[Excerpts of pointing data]
▶
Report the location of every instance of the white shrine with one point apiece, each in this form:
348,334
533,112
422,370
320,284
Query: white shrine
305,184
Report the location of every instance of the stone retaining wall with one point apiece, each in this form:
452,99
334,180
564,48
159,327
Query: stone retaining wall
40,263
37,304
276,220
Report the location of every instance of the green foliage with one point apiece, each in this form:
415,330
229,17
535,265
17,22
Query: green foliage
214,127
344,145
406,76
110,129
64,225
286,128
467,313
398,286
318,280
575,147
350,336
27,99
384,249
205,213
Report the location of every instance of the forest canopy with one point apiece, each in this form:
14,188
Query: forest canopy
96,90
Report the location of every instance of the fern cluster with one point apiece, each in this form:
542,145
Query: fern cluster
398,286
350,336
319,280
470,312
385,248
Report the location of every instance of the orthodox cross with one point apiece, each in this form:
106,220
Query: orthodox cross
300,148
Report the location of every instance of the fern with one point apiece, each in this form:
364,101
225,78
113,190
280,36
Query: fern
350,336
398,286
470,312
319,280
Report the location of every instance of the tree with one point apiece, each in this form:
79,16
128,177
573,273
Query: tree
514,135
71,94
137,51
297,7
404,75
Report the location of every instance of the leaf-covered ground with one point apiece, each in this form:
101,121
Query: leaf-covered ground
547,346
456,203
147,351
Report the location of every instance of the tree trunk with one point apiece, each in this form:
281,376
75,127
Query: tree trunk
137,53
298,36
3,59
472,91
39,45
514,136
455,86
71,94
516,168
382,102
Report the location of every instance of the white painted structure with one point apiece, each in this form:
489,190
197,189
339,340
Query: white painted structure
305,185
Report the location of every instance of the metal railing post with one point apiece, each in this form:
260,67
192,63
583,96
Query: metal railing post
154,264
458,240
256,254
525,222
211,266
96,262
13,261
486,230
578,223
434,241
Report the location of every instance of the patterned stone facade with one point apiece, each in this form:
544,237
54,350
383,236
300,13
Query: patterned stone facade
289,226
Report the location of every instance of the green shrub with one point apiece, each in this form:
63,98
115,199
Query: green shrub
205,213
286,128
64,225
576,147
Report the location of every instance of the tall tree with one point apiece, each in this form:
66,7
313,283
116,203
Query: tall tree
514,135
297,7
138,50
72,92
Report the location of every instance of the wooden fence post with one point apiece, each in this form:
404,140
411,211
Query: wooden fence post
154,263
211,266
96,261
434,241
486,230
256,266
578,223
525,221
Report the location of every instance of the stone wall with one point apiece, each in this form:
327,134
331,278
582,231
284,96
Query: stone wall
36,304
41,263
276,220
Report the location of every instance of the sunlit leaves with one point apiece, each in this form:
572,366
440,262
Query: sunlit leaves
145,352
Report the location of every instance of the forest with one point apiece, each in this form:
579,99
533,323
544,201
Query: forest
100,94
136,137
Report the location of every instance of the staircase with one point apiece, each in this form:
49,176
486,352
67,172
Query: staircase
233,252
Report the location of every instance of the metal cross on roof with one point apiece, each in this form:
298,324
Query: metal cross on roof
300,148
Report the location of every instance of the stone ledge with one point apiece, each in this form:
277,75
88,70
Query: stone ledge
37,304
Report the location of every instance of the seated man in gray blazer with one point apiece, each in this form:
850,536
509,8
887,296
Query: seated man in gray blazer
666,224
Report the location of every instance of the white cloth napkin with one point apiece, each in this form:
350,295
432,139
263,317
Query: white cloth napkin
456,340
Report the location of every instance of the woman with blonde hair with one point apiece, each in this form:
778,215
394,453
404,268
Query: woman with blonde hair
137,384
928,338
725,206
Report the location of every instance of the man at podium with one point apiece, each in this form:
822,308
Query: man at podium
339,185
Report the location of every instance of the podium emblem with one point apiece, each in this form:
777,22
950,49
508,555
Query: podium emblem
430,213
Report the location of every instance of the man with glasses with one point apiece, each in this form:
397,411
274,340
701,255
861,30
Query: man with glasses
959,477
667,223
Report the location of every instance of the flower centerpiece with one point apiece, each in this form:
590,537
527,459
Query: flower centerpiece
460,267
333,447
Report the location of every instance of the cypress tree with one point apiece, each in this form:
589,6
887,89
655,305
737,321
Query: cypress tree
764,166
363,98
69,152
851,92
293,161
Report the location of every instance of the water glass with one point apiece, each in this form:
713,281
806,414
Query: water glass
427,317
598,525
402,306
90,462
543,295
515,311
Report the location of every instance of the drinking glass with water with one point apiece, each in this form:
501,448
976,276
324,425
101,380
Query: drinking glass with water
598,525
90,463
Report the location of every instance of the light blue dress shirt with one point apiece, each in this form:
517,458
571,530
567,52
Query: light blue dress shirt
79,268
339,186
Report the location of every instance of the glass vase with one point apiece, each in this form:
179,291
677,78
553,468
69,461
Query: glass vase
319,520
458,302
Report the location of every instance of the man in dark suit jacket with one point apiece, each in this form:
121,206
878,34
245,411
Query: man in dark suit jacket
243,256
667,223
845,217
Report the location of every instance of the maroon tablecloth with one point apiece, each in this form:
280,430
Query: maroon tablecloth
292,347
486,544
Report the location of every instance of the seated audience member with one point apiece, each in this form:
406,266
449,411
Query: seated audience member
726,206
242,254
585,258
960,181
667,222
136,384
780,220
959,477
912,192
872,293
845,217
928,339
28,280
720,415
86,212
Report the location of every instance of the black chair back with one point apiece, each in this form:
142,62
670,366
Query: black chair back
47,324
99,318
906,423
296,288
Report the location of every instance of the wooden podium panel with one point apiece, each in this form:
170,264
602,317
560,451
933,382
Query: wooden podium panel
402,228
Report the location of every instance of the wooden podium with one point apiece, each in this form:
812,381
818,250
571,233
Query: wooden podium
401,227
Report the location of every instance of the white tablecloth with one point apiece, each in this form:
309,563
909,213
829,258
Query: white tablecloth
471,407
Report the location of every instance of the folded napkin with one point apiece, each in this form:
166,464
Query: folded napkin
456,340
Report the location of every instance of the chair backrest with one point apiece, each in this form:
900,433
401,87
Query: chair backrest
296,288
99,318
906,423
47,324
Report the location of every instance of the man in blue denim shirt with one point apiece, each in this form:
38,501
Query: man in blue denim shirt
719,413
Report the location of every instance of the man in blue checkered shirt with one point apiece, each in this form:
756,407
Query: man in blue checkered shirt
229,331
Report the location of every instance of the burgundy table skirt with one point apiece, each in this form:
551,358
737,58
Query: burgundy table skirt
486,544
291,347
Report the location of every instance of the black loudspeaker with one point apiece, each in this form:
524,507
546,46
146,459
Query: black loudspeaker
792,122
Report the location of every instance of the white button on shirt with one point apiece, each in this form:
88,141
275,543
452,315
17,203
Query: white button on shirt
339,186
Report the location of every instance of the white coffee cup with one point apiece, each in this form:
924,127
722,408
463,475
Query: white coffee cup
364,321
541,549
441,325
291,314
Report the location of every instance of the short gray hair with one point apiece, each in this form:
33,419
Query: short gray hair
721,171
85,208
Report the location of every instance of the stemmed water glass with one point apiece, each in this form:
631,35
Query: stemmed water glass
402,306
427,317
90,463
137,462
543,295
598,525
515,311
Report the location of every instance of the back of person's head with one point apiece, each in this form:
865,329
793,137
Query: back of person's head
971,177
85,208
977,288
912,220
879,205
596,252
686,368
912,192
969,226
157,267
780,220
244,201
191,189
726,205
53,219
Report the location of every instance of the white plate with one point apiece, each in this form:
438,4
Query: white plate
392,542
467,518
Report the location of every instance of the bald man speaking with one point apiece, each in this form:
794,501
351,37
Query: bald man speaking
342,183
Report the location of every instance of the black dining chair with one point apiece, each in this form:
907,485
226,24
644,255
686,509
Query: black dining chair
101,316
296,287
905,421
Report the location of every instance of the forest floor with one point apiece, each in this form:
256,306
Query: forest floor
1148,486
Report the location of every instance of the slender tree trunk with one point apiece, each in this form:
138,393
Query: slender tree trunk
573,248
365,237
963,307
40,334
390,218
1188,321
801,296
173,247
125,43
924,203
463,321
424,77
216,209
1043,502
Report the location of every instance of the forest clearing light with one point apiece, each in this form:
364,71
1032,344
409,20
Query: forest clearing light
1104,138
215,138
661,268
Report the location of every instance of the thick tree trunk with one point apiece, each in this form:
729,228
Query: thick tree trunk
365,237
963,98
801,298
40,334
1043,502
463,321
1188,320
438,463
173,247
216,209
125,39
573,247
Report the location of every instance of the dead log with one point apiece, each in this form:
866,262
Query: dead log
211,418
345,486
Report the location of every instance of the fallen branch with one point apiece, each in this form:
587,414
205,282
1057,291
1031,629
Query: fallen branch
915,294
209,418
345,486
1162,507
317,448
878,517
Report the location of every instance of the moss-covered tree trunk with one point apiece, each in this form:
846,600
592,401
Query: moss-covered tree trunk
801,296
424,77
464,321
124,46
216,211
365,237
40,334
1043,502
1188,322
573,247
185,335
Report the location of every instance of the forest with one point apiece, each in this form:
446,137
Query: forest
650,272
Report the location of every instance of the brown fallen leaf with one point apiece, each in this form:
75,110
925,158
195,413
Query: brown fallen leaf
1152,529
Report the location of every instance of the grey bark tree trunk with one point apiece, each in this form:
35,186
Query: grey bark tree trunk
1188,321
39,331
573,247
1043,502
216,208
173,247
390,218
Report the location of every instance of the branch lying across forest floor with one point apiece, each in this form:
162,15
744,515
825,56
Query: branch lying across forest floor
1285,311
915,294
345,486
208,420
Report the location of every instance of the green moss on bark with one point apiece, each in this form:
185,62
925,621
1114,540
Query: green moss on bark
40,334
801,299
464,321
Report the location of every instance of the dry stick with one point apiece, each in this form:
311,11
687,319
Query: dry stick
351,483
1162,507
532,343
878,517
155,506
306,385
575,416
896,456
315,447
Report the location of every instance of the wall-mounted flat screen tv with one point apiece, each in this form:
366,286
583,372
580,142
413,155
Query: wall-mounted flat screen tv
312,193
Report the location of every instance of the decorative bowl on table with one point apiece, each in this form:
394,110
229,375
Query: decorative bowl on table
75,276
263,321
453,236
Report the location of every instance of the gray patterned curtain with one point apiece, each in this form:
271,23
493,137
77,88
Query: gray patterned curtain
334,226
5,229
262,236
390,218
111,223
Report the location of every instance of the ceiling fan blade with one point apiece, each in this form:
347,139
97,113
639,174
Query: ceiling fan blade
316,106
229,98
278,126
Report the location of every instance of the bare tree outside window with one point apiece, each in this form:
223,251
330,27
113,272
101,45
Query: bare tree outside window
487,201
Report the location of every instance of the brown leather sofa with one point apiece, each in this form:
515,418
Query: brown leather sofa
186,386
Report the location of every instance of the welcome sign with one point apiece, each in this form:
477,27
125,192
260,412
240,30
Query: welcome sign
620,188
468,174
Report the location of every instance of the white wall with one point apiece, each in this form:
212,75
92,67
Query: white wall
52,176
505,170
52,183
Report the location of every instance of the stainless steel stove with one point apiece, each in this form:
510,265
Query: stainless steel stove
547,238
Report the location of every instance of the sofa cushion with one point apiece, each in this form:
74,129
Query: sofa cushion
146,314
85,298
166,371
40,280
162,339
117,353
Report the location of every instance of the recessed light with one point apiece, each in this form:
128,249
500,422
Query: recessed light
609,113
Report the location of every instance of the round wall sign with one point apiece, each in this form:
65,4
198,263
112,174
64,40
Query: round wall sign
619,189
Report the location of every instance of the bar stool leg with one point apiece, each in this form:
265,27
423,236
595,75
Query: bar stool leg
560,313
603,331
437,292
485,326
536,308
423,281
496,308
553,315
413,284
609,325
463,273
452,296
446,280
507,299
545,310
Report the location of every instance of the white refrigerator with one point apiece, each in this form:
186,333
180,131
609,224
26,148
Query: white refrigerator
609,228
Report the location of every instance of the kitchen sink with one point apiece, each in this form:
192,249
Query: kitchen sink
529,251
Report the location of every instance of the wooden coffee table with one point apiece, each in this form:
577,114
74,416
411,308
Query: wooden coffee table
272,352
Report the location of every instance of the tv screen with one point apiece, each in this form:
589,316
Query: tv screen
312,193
◀
| Objective |
Recast the lines as a Markdown table with the columns Index and Text, starting at the line containing "Report the location of every instance of the round" and ending at the last line. Number each row and leave out blank lines.

| Answer for the task |
| Index | Text |
|---|---|
| 1 | Report the location of every instance of the round wall sign with one point apiece, each in this form: |
| 2 | 65,4 |
| 3 | 198,263 |
| 4 | 112,174 |
| 5 | 64,40 |
| 6 | Query: round wall sign |
| 7 | 619,189 |
| 8 | Report the location of every instance of the bar stool leg with one point apiece, each in this form: |
| 9 | 265,27 |
| 10 | 423,236 |
| 11 | 595,75 |
| 12 | Query: bar stool leg |
| 13 | 560,313 |
| 14 | 603,331 |
| 15 | 437,292 |
| 16 | 485,326 |
| 17 | 536,308 |
| 18 | 423,281 |
| 19 | 496,308 |
| 20 | 553,315 |
| 21 | 413,284 |
| 22 | 609,325 |
| 23 | 463,273 |
| 24 | 452,296 |
| 25 | 446,280 |
| 26 | 507,299 |
| 27 | 545,310 |
| 28 | Report the location of every instance of the white refrigerator with one point apiece, each in this form: |
| 29 | 186,333 |
| 30 | 180,131 |
| 31 | 609,224 |
| 32 | 26,148 |
| 33 | Query: white refrigerator |
| 34 | 609,228 |
| 35 | Report the location of every instance of the kitchen sink with one point apiece, each in this form: |
| 36 | 192,249 |
| 37 | Query: kitchen sink |
| 38 | 529,251 |
| 39 | Report the location of every instance of the wooden coffee table with one point apiece, each in this form: |
| 40 | 577,114 |
| 41 | 74,416 |
| 42 | 411,308 |
| 43 | Query: wooden coffee table |
| 44 | 272,352 |
| 45 | Report the location of every instance of the tv screen with one point apiece, each in this form: |
| 46 | 589,316 |
| 47 | Query: tv screen |
| 48 | 312,193 |